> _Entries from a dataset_
## start

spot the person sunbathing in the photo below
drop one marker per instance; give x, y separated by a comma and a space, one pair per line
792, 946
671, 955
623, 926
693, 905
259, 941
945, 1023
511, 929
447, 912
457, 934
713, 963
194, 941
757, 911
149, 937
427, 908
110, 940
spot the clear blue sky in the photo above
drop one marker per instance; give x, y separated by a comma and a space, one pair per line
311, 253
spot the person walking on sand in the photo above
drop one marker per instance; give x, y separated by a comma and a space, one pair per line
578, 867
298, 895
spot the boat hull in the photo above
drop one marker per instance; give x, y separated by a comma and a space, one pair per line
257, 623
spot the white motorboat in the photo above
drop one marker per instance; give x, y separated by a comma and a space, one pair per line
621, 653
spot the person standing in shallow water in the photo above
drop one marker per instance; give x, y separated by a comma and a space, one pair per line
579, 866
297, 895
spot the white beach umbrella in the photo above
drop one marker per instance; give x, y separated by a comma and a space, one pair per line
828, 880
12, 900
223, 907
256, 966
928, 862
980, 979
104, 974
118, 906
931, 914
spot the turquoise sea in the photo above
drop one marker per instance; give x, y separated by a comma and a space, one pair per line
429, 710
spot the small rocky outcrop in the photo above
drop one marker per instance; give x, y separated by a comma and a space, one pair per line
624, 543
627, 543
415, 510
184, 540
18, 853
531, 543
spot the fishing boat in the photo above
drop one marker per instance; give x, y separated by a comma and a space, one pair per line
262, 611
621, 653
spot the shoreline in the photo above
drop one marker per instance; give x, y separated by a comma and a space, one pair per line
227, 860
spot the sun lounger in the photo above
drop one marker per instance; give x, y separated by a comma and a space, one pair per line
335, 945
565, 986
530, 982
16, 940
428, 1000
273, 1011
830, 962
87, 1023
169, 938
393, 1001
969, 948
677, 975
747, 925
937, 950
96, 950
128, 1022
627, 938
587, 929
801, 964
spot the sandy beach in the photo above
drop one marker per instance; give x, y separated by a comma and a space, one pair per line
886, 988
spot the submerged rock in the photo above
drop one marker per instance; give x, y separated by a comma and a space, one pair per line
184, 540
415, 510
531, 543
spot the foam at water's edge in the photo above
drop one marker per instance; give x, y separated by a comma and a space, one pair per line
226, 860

## end

> _Work instructions_
Exactly reproduce every record.

> _Output of the exercise_
spot the person sunbathing in the photo below
drop one marker per instance; give x, y separated by a comma and a space, one pair per line
792, 946
671, 955
623, 926
693, 905
259, 941
945, 1023
511, 929
447, 912
457, 934
713, 963
194, 941
757, 911
149, 937
427, 908
110, 940
spot the clear blue sky in the photo above
drop one marker per instance; give x, y separated by a comma and a space, one pair per line
311, 253
spot the person walking on sand in the photo above
drop one marker per instance; give x, y separated by a comma and a space, one pair per line
578, 867
298, 895
spot the boat hull in the photo above
drop one marker per instance; give x, y separated by a comma and a space, one pair per line
257, 623
spot the white motorboat in the photo above
drop one marker per instance; give x, y separated by a comma and a space, one pair per line
621, 653
spot the person standing in shallow water in the photo above
drop one marker per instance; give x, y separated by a comma and a space, one pair per line
579, 866
297, 895
spot the white beach umbrella in the photo above
drop one marker per instance; give x, y separated by a comma and a space, one pair per line
828, 880
12, 900
223, 907
256, 966
928, 862
980, 979
104, 974
118, 906
931, 914
spot the turquoise sea in the photo above
drop one marker per instance; give x, y separated by a comma and a space, one pair per line
429, 710
spot the small rocky outcrop in the photo above
drop one marker per instance; give x, y separated by a comma and a space, one pair per line
624, 543
627, 543
415, 510
184, 540
18, 853
531, 543
spot the fishing boat in the photo above
drop one marker per instance; give x, y separated by a comma and a space, one pair per line
262, 611
621, 653
spot the shoreline in the photo above
drop one marker per instance; give x, y separated by a comma and a space, one pair per line
227, 860
spot the sun lounger in the photo above
drop one marker per instance; give x, y separated by a comma and a space, one pair per line
335, 945
565, 986
530, 982
16, 940
428, 1000
273, 1011
830, 962
87, 1023
169, 938
393, 1001
969, 948
677, 975
747, 925
937, 950
96, 950
128, 1022
627, 938
587, 929
801, 964
spot the sandy beach in the photo above
drop one marker per instance; give x, y separated by a comma and a space, one pair per line
886, 988
spot the submerged rock in the photo above
drop one marker per instance; give x, y separated by a comma and a space, one pair per line
184, 540
415, 510
531, 543
spot the foam at water's edge in the photo above
drop one marker per instance; give x, y separated by a comma and a space, one pair per line
226, 860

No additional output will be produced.